Data records
<<<<
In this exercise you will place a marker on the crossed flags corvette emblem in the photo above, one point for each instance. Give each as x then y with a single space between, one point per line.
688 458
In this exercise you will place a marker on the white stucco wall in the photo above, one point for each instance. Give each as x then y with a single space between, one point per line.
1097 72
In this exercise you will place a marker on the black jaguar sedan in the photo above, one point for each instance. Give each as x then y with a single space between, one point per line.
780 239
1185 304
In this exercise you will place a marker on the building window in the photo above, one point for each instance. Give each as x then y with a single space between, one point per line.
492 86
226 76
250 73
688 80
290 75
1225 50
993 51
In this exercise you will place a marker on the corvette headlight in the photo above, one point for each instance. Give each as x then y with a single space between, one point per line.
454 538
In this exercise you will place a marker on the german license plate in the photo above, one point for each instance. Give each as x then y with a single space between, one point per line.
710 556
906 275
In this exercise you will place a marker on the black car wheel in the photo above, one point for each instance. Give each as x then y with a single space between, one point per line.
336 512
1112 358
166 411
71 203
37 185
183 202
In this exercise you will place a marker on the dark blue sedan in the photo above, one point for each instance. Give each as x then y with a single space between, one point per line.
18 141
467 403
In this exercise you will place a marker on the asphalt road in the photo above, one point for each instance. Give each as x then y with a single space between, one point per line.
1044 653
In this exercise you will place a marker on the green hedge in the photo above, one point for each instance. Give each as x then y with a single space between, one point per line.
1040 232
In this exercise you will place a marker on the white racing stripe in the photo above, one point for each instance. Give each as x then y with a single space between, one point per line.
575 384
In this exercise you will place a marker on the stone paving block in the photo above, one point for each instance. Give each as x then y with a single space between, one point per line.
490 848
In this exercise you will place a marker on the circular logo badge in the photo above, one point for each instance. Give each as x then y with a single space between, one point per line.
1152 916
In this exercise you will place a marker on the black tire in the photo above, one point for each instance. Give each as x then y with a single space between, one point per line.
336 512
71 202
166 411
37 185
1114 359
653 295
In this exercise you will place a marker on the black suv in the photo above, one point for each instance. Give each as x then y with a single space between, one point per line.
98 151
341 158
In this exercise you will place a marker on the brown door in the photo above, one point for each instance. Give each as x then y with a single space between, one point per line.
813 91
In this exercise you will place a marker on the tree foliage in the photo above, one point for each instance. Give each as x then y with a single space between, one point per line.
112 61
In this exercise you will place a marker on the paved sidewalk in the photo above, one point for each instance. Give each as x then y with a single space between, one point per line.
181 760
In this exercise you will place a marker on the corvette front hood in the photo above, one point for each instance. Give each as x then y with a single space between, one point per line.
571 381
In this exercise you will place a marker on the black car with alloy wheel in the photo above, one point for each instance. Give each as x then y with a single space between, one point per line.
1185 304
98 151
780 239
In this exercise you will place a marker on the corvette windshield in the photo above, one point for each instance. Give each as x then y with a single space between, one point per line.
>>>>
From the records above, please extract every line and repeat it exactly.

In this exercise you will place a marker on the crossed flags corvette emblem in the photo above, one point for each instance. Give each as x then y with a single space between, one point per line.
688 458
In this exercise you will place a marker on the white stucco wall in the photo above, one point for each instance. Give each as x then y with a single space between, one point per line.
1097 72
In this exercise you will place a marker on the black jaguar sedan in the photo above, one point for each instance. Give each as x then y with a single space between, one point per line.
780 239
1185 304
In this exercise you will place a marker on the building window in the photo above, one point for each instance. Give each as x then y with a single space between, one point per line.
492 86
226 76
250 73
688 80
290 75
1225 50
993 51
In this exercise you will place a marker on the corvette headlight in the photo above, one point for each instance. Give each as x then y with a single space between, one point per line.
454 538
In this exercise you will place a marker on the german license plate in the photo above, one point for each instance. Give each as x then y with a single space between, one point per line.
710 556
906 275
In this exercise you will place a marker on the black car wheel in the photo above, one point for each instance. Give each as x then y with a single space between, one point per line.
336 512
1112 358
166 411
71 203
37 185
183 202
In this exercise you will place a marker on the dark blue sedan in the photo above, one point for each instance. Give each as x then y with a single space between, one point per line.
18 141
467 403
In this exercise you will place a marker on the asphalt road in the photo above, one point for each instance. Give each as x then y with a single space between, one point per line.
1044 653
In this exercise you will place a marker on the green hedge in the photo above, one point for each instance. Give each as x then y with a single space between, one point per line.
1040 232
In this exercise you will place a marker on the white racing stripe in the photo above, one point for each instance. Give each as x then y with a single space between, one point per line.
575 384
In this exercise you will place a marker on the stone paving block in the photo above, one point for each instance. Give each as x then y with a single space between, one point per line.
490 848
In this exercise you will place a marker on the circular logo badge in the photo above, one point for each instance. Give each as x then y with a single space between, one point per line.
1152 916
In this exercise you will place a marker on the black tire in the photo above, one point for each instance. Give each as x then y with a single space between, one point per line.
336 512
71 202
166 411
37 185
1114 359
653 295
In this exercise you will place a marker on the black suv in the photo above, one point for each instance. Give each as x then y with a single space between, one point per line.
98 151
341 158
In this exercise you will place a marker on the brown door in the photo above, one point for each instance. Give each as x then y with a single space between, one point per line.
813 91
In this exercise you will place a marker on the tree foliage in the photo above, one point for each instance. Give each as x then y with a single space between, one point per line.
112 61
In this exercise you will place a marker on the paved sidewalk in the photo above, one point for each instance. Give each as x then y with a single space between, one point per line.
181 760
In this exercise you will place a marker on the corvette front hood in the photo above, one point for each instance. Give each as x then y with a single space between, one point per line.
571 381
In this exercise you will place a marker on the black car with alloy wheel in the photo above, one point for each instance. Give each as x then y with a single space between, one point per line.
1185 304
98 151
780 239
In this exercise you will place a marker on the corvette windshield in the photo above, one point for each instance. Give each as x then y with a single space between, one point per line.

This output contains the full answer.